**Exercise set:**
(a) In the southernwood text, what plant family does southernwood belong to?
(b) Transcribe the part of the southernwood text starting with "Southernwood, or Artemesia" and going on through "and Wild things.".

=== Quoted passage ===

Southernwood, or Artemesia abrotanum, is known by many other names including Lad’s Love, Boy’s Love, Old Man, Southern Wormwood, Oldman Wormwood, Lover’s Plant, Appleringie, Garderobe, Our Lord’s Wood, Maid’s Ruin, Garden Sagebrush, European Sage, Sitherwood, Cola plant, Lemon Plant, maid’s love, maid’s passion, Sabbath day posy, slovenwood and sweet Benjamin. It belongs to the daisy (Asteraceae) family. The name ‘Southernwood’ has Old English roots and means “woody plant that comes from the south.” The genus name, Artemisia, is derived from the Greek word “abros,” which means delicate and stems from Artemis, the Goddess of chastity. Artemis was also known as Diana, the Mother of all Creatures and Goddess of the Herbalist, the Hunt and Wild things.

Southernwood is a highly aromatic, woody, perennial herb which needs full to partial sun and sufficient moisture although they are tolerant of drought. They succeed in most soils, preferring a well-drained one that is not too rich. The plant has woody, upright-branching stems. Leaves are small, grey-green, narrow and feathery. They are silky when young, but nearly smooth when mature.

=== Exercise data ===

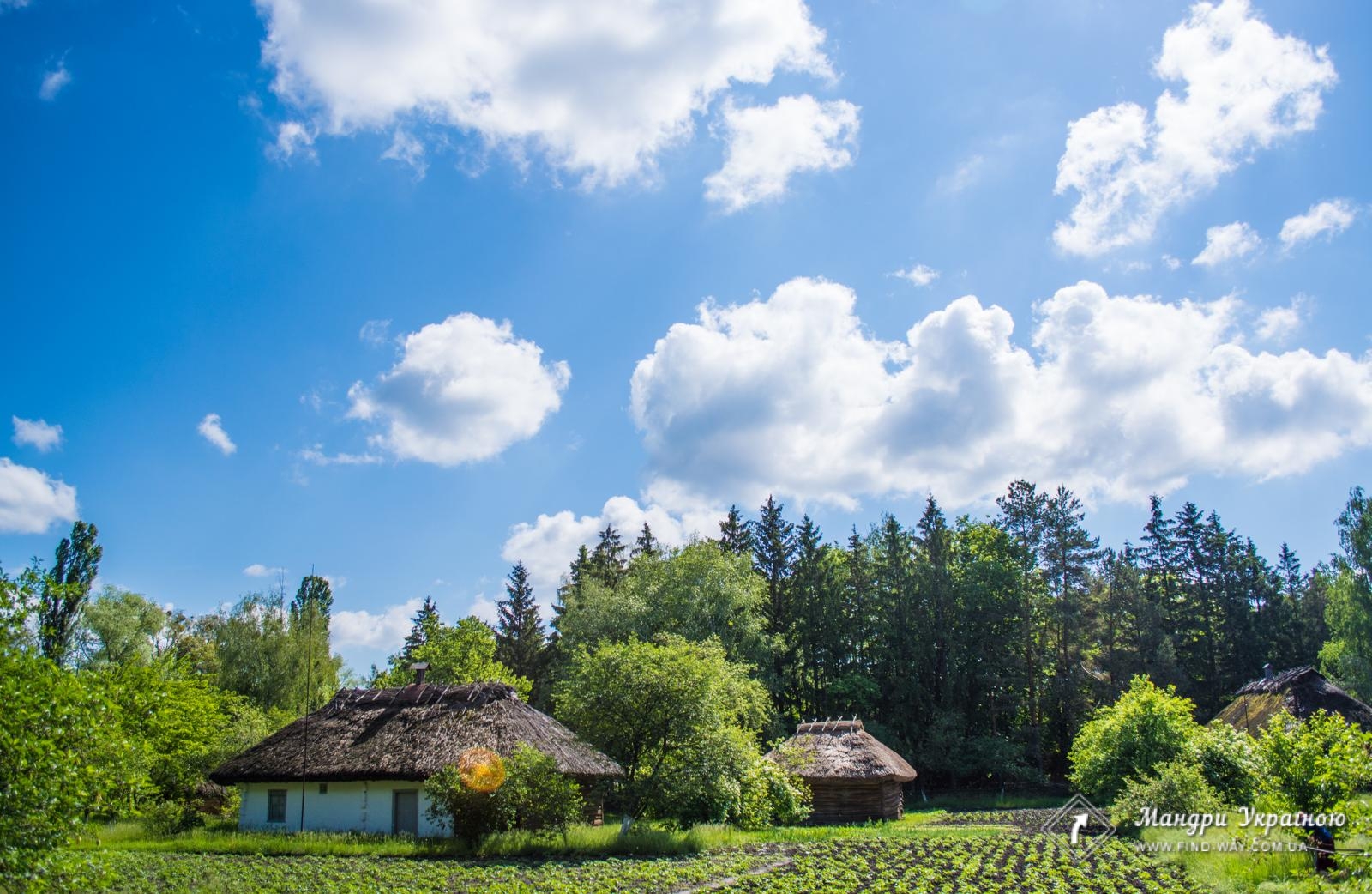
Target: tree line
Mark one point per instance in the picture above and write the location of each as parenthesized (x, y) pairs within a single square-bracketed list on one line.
[(978, 647)]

===

**Solution list:**
(a) The daisy (Asteraceae) family.

(b)
Southernwood, or Artemesia abrotanum, is known by many other names including Lad’s Love, Boy’s Love, Old Man, Southern Wormwood, Oldman Wormwood, Lover’s Plant, Appleringie, Garderobe, Our Lord’s Wood, Maid’s Ruin, Garden Sagebrush, European Sage, Sitherwood, Cola plant, Lemon Plant, maid’s love, maid’s passion, Sabbath day posy, slovenwood and sweet Benjamin. It belongs to the daisy (Asteraceae) family. The name ‘Southernwood’ has Old English roots and means “woody plant that comes from the south.” The genus name, Artemisia, is derived from the Greek word “abros,” which means delicate and stems from Artemis, the Goddess of chastity. Artemis was also known as Diana, the Mother of all Creatures and Goddess of the Herbalist, the Hunt and Wild things.